» Source text:
We've used a few different solutions. In the past we used two Juniper QFX5100's in virtual chassis, pictured below:
Last year, though, we switched to a more powerful Juniper MX480, and instead of placing it in the roof, we patched everything down to the NOC...
And then there's a ring-network, and whatnot too. The design for TG18 looked like this:
As should be obvious by now, this takes a little bit of effort to plan and set up. We've gotten better and better at this over the years, and since 2015, Gondul has played a bigger and bigger part in that.
Gondul is an NMS, written for The Gathering and similar events. It's open source, and there are a few other places it's used.
It is designed to be super-simple to use, but with a lot of little magic pieces. I've made a few design decisions early on that goes contrary to a lot of idio.... I mean contrary to the common way of thinking.
To the end-user, which in this case are the members of the Tech crew, Gondul is a single-page application that just gives you a map of the arena with equipment on.
And that's just the way we like it.
At this point in time, the only thing you really need to know is that basically everything is OK, except for that one switch. Judging from the legend, things are a bit nasty over there.
Gondul gathers information from three sources at this time. It polls SNMP, it pings the infrastructure continuously and it parses our DHCP logs. Every single bit of information that is gathered is always available in the frontend - in the actual browser, for instant access. And yes, that means there's a couple of MB of data there, and it's updated live.
The reason this is important is because Gondul's primary magic exists in providing a generic API that just tells you information, and an advanced frontend that parses that information to make sense of it. But it goes further, it also prioritizes information.
This means that:
For the end-user, it means lightning fast response times both UI-wise and intelligence-wise. I read somewhere about some swedish play-pretend party that configured prometheus and were very happy, but to be honest, I'm impatient. If I had to wait TEN SECONDS from the time someone unplugged a switch until my NMS visualized it, then I'd go nuts. No wonder they're a bit slower over there...
Since we ping the infrastructure more than once a second, our response time is probably somewhere around 3-4 seconds tops, but typically faster. That's 3-4 seconds from you remove a power cable ANYWHERE in the arena until the frontend is showing it.
Unfortunately, SNMP is slow. So we typically poll everything every minute, with some exceptions where we're more aggressive (e.g.: internet border router). So while we'll be fast at detecting down-right outages, richer information takes a bit longer.
Over the years, I've added a lot of tiny modules in Gondul. This allows us to solve very specific problems. As an example, we've had problems with event scripts. I'll spare you the details, but I'll explain the core issue.
Every link we have between switches/routers typically use two or more physical cables. Be they copper cables (twisted pair) or fiber optical cables. These are grouped together in what's called a Link Aggregate Group, or LAG. In the Juniper-world, these are named "ae(number)".
But for reasons we do know, but that I don't want to get into, we've had issues where not all physical interfaces that are supposed to be part of a LAG has actually joined the LAG. That meant that, for example, "ae14" could be up, as could the physical interfaces "ge-0/0/1", "ge-0/1/0" and "ge-0/2/0", all of which are supposed to be part of the AE.

» Given data:
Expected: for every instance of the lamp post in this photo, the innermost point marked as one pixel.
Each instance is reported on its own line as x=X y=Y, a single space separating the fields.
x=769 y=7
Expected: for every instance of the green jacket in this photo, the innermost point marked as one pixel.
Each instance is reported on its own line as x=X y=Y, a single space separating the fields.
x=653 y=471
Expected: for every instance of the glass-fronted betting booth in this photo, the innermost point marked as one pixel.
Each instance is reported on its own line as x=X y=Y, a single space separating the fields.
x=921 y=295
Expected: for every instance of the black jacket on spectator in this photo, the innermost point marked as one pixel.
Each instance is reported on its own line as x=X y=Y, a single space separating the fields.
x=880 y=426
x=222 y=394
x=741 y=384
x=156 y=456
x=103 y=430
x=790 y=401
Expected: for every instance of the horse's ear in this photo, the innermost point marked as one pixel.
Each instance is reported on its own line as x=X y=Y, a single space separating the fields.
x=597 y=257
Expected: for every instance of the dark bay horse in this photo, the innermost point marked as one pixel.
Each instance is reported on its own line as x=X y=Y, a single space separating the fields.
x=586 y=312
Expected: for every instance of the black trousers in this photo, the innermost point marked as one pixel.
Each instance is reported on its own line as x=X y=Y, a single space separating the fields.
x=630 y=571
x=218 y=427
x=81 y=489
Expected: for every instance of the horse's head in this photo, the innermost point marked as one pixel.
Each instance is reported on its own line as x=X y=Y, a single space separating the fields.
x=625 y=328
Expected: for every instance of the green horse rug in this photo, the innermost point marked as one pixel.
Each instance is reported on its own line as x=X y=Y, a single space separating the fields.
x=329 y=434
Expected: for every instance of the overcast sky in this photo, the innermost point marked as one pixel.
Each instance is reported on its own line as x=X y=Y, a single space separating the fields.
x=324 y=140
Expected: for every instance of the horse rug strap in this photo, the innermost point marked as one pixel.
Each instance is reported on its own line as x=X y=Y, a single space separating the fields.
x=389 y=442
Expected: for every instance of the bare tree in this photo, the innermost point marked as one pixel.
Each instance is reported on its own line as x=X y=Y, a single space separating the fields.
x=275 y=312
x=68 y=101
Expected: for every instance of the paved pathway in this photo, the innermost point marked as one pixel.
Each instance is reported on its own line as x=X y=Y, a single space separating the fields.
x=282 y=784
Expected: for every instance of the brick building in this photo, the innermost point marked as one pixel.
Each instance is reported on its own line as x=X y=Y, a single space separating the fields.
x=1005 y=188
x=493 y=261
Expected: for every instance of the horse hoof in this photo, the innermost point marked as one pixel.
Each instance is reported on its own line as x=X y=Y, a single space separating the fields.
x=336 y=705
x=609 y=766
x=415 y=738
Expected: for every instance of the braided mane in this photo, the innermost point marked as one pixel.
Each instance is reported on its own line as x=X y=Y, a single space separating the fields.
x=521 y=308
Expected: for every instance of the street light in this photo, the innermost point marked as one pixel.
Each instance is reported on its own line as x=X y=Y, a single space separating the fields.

» Prompt A: Please extract from the Gondul write-up the part that opens with the words containing "Since we ping" and closes with "is showing it.".
» Prompt B: According to the Gondul write-up, why does Gondul detect outright outages faster than it provides richer information? Answer in one to three sentences.
» Prompt C: In the Gondul write-up, what three sources does Gondul gather information from?

» Reply A:
Since we ping the infrastructure more than once a second, our response time is probably somewhere around 3-4 seconds tops, but typically faster. That's 3-4 seconds from you remove a power cable ANYWHERE in the arena until the frontend is showing it.

» Reply B: Gondul pings the infrastructure more than once a second, so an outage shows up in the frontend within about 3-4 seconds. Richer information comes from SNMP, which is slow, so it is typically polled only once a minute, with a few more aggressive exceptions such as the internet border router.

» Reply C: It polls SNMP, continuously pings the infrastructure, and parses the DHCP logs.